What you have to do >>
Copy every one of the following entries word for word, keeping each line in its original order.

Data for this task >>
>>>

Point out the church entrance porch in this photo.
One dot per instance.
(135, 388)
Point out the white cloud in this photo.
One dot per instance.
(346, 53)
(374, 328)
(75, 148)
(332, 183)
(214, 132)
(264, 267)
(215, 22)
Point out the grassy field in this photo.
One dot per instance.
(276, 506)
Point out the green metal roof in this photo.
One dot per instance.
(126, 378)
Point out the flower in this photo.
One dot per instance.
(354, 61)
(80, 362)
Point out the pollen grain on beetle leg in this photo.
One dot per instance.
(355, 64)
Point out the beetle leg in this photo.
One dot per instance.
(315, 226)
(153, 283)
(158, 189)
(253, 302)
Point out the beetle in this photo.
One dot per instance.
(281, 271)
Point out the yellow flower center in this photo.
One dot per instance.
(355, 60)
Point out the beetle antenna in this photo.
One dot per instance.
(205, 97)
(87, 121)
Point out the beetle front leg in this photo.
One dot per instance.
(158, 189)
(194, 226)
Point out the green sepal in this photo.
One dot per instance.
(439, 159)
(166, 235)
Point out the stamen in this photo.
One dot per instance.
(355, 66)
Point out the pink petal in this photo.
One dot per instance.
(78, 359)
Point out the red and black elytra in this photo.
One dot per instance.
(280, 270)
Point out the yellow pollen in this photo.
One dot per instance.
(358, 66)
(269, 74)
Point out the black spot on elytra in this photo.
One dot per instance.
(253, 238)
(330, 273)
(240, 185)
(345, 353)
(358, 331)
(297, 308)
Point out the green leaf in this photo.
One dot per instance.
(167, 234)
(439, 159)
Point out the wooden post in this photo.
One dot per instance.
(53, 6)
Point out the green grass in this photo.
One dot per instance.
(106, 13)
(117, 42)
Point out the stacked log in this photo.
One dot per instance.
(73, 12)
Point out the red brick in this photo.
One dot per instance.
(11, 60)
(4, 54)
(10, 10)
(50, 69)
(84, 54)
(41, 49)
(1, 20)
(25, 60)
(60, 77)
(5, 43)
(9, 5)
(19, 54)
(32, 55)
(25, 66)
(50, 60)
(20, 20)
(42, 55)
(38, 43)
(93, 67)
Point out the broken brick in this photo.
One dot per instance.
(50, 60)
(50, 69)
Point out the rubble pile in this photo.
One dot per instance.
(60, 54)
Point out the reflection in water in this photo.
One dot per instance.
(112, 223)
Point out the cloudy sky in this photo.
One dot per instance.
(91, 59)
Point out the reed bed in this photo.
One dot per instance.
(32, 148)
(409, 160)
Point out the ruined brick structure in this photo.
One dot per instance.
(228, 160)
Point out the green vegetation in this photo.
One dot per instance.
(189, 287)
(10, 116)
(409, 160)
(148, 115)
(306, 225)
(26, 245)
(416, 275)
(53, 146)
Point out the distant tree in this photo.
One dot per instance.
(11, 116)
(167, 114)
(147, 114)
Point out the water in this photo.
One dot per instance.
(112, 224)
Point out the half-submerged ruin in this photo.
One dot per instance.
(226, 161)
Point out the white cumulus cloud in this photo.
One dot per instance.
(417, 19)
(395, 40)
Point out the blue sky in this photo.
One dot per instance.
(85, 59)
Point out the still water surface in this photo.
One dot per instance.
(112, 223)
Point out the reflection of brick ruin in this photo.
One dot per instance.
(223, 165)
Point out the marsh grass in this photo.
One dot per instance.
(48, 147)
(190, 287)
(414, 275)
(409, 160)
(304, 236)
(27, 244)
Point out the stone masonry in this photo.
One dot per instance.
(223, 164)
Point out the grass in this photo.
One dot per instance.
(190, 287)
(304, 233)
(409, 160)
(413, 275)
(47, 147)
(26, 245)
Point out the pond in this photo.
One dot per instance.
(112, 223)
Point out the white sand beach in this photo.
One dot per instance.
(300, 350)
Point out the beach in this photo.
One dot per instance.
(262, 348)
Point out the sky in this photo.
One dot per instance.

<<<

Written solution >>
Point out the church entrance porch in this photo.
One dot per instance.
(135, 388)
Point out the white cloud in this photo.
One dot per instance.
(346, 53)
(374, 328)
(75, 148)
(332, 183)
(214, 132)
(264, 267)
(215, 22)
Point out the grassy field in this photo.
One dot per instance.
(276, 506)
Point out the green metal roof in this photo.
One dot per instance.
(126, 378)
Point out the flower in this photo.
One dot per instance.
(354, 61)
(80, 362)
Point out the pollen grain on beetle leg in this photo.
One dot per instance.
(355, 64)
Point out the beetle leg in this photo.
One dot per instance.
(315, 226)
(153, 283)
(158, 189)
(253, 302)
Point out the beetle in this photo.
One dot per instance.
(281, 271)
Point out the yellow flower center in this photo.
One dot per instance.
(355, 60)
Point out the beetle antenna in this photo.
One dot per instance.
(205, 97)
(87, 121)
Point out the beetle front leg in this photo.
One dot per instance.
(158, 189)
(194, 226)
Point out the green sepal in this photo.
One dot per instance.
(439, 159)
(166, 235)
Point out the stamen in this photo.
One dot per instance.
(355, 66)
Point out the pink petal in this photo.
One dot per instance.
(78, 359)
Point out the red and black elytra in this photo.
One dot per instance.
(280, 270)
Point out the yellow pollen in this photo.
One dot per instance.
(358, 66)
(269, 74)
Point out the black spot on elytra in this photo.
One dot per instance.
(253, 238)
(330, 273)
(240, 185)
(345, 353)
(358, 331)
(297, 308)
Point out the green leaf in this photo.
One dot per instance.
(167, 234)
(439, 159)
Point out the wooden post in this photo.
One dot per instance.
(53, 6)
Point out the green grass in this photo.
One dot per instance.
(106, 13)
(117, 42)
Point out the stacked log in this photo.
One dot per instance.
(73, 12)
Point out the red brick in this photo.
One dot per instance.
(11, 60)
(4, 54)
(10, 10)
(50, 69)
(84, 54)
(41, 49)
(1, 20)
(25, 60)
(60, 77)
(5, 43)
(9, 5)
(19, 54)
(32, 55)
(25, 66)
(50, 60)
(20, 20)
(42, 55)
(38, 43)
(93, 67)
Point out the broken brick in this photo.
One dot per instance.
(50, 60)
(50, 69)
Point out the rubble pile in this photo.
One dot per instance.
(60, 54)
Point out the reflection in water in this photo.
One dot per instance.
(112, 223)
Point out the cloudy sky in this photo.
One dot per instance.
(91, 59)
Point out the reed bed in this photo.
One dot per instance.
(32, 148)
(409, 160)
Point out the ruined brick structure in this photo.
One dot per instance.
(228, 160)
Point out the green vegetation in this photo.
One dot per instance.
(189, 287)
(10, 116)
(409, 160)
(148, 115)
(306, 225)
(26, 245)
(416, 275)
(53, 146)
Point out the distant tree in this photo.
One dot per instance.
(11, 116)
(167, 114)
(147, 114)
Point out the water in this photo.
One dot per instance.
(112, 224)
Point out the half-submerged ruin in this photo.
One dot per instance.
(226, 161)
Point out the white cumulus cloud in this photo.
One dot per instance.
(417, 19)
(395, 40)
Point out the blue sky in this photo.
One dot per instance.
(85, 59)
Point out the still water surface in this photo.
One dot per instance.
(112, 223)
Point out the reflection of brick ruin in this photo.
One dot per instance.
(223, 165)
Point out the marsh grass in this photo.
One dot per instance.
(48, 147)
(190, 287)
(414, 275)
(409, 160)
(304, 236)
(27, 244)
Point out the stone masonry in this photo.
One dot per instance.
(223, 164)
Point out the grass in this photo.
One dot per instance.
(190, 287)
(304, 233)
(409, 160)
(413, 275)
(47, 147)
(26, 245)
Point out the pond in this photo.
One dot per instance.
(112, 223)
Point out the white sand beach in this photo.
One dot per instance.
(300, 350)
Point out the beach in this photo.
One dot per instance.
(262, 348)
Point out the sky in this photo.
One dot per instance.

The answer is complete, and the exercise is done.